======== Выбранный текст ========

Где его найти, это заветное слово? И существует ли оно? Тщетно искали его столько прославленных, и забытых, и вовсе неизвестных. А сколько таких, кто верил, что нашел. Как торжественно возглашено: «Вначале бе слово». Гёте сказал: «Вначале было дело». Но из всех дел Гёте живут лишь те, которые стали словом.

Какими же мерами измерить, как понять, ощутить и как самому найти это превращение жизни в слово?

Непрерывно вечное движение жизни. Оно в тихой зеленой воде Леха, в траве и в деревьях у старой стены в Аугсбурге, в дереве, горевшем ночью его детства, и здесь, в ночных шумах Берлина. Это движение наступающего дня с его пестрой суетой и в занавесе, поднимающемся над сценой, в настороженном дыхании зала. Жизнь, вчерашняя и завтрашняя и будущего года, здесь и там, где он еще никогда не бывал, — это все та же жизнь, которая была тысячу лет назад и будет через тысячу лет. Ей нет ни конца, ни начала. Живет голубь, лениво взлетевший над чердачным окном, живет облако — белое, утреннее, неподвижно повисшее в зените, живет город несчетными жизнями.

Сегодня в той ночи, где я тебя люблю,
беззвучно на небе белеют тучи,
в сухом бурьяне вздрагивает ветер,
и воды закипают с кручи.
Год за годом рушатся
пена и вода,
а на небе вдосталь
тучек, как всегда.
Будут тучи белые еще видны,
поздней, в те одинокие года,
и будет ветер вздрагивать в траве,
и будет рушиться с камней вода11.

Слова приходят к нему с бесшумными всплесками воспоминаний и гулом оттуда, из-за крыш. Слова еще неслышные уже существуют. Они, как биение сердца, как пульс, внезапно становятся внятны, когда прислушаешься, когда нарочно захочешь уловить. Они возникают из всего, что слышится, видится, осязается, помнится. Одни легкие, пустые, как пузырьки в кипятке, всплывают и пропадают, другие остаются, живут...

Стих должен удержать слово в этой живой определенности его возникновения и вырастания, удержать его смысл и звук. Безбрежное наводнение слов расплывается мутным болотом. В берегах стиха их течение становится светлым. Потоки слов бывают бурными, стремительными или плавными, тихими, извилистыми или ровными. Они бесконечно разнообразны.

Песня прочнее стихов закрепляет слово. В ней строже мелодия, отчетливей лад. Голоса города, зримую тишину зелени, внятные очертания людей и предметов, радость восприятия бесконечной жизни и отчаяние оттого, что она почти невыразима, все закрепляет слово песни.

Брехт часто сам сочиняет мелодии. Иногда стихи рождаются вместе с мелодией, вырастают из нее. Из привязчивой песенки, переиначенной шутя либо случайно: в лад шагу, ритмам трамвайных колес или порывам ветра, шумящего за окном. Из воспоминаний о церковных хорах и уличных певцах. Он бренчит на гитаре, и слова прилетают, как отголоски гудящих, жужжащих струн.

======== Фрагмент набора данных ========

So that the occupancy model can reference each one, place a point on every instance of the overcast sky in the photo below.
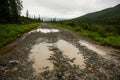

========

▸ **Задание 1**: Отредактируйте фрагмент о Брехте от слов «Стих должен удержать» до слов «закрепляет слово песни.», заменив «мутным болотом» на «темной топью».
▸ **Задание 2**: Что, согласно фрагменту о Брехте, он часто делает сам?
▸ **Задание 3**: Продолжите фрагмент о Брехте после его последнего предложения.
Приведенный материал является самостоятельным и с текстом не связан.

▸ **Ответ 1**:
Стих должен удержать слово в этой живой определенности его возникновения и вырастания, удержать его смысл и звук. Безбрежное наводнение слов расплывается темной топью. В берегах стиха их течение становится светлым. Потоки слов бывают бурными, стремительными или плавными, тихими, извилистыми или ровными. Они бесконечно разнообразны.

Песня прочнее стихов закрепляет слово. В ней строже мелодия, отчетливей лад. Голоса города, зримую тишину зелени, внятные очертания людей и предметов, радость восприятия бесконечной жизни и отчаяние оттого, что она почти невыразима, все закрепляет слово песни.

▸ **Ответ 2**: Брехт часто сам сочиняет мелодии.

▸ **Ответ 3**:
Но когда с ним заговаривают о музыке, он отвечает так, что иные только сердито машут руками или презрительно отворачиваются: «нелепые вкусы». Он не терпит скрипок и не любит симфоний Бетховена. Правда, любит Баха и Моцарта. Наивный и могучий Бах с богом разговаривает, как с толковым, строгим, но добрым капельмейстером. В его органных и фортепьянных пьесах слышны еще отзвуки человеческих голосов, молитвы, споры, песни. Бах чистосердечно радуется гармонии, умно и прилежно ее ищет. А Моцарт захватывает веселой жизненной силой. Он и в грусти и в горе неомрачимо светел. Слушая его, видишь зеленый лес, цветущие луга, облака в синеве, ручьи и реки.

Но и ради хорошей музыки Брехт не пойдет в обычный концерт. Потому что там все фальшь: господа во фраках сосредоточенно пилят — от скрипок у него начинают мучительно болеть зубы, а другие фрачники в зале старательно делают вид, что слушают, что им вовсе не скучно, и декольтированные дамы неумело изображают самозабвенное упоение дивными звуками.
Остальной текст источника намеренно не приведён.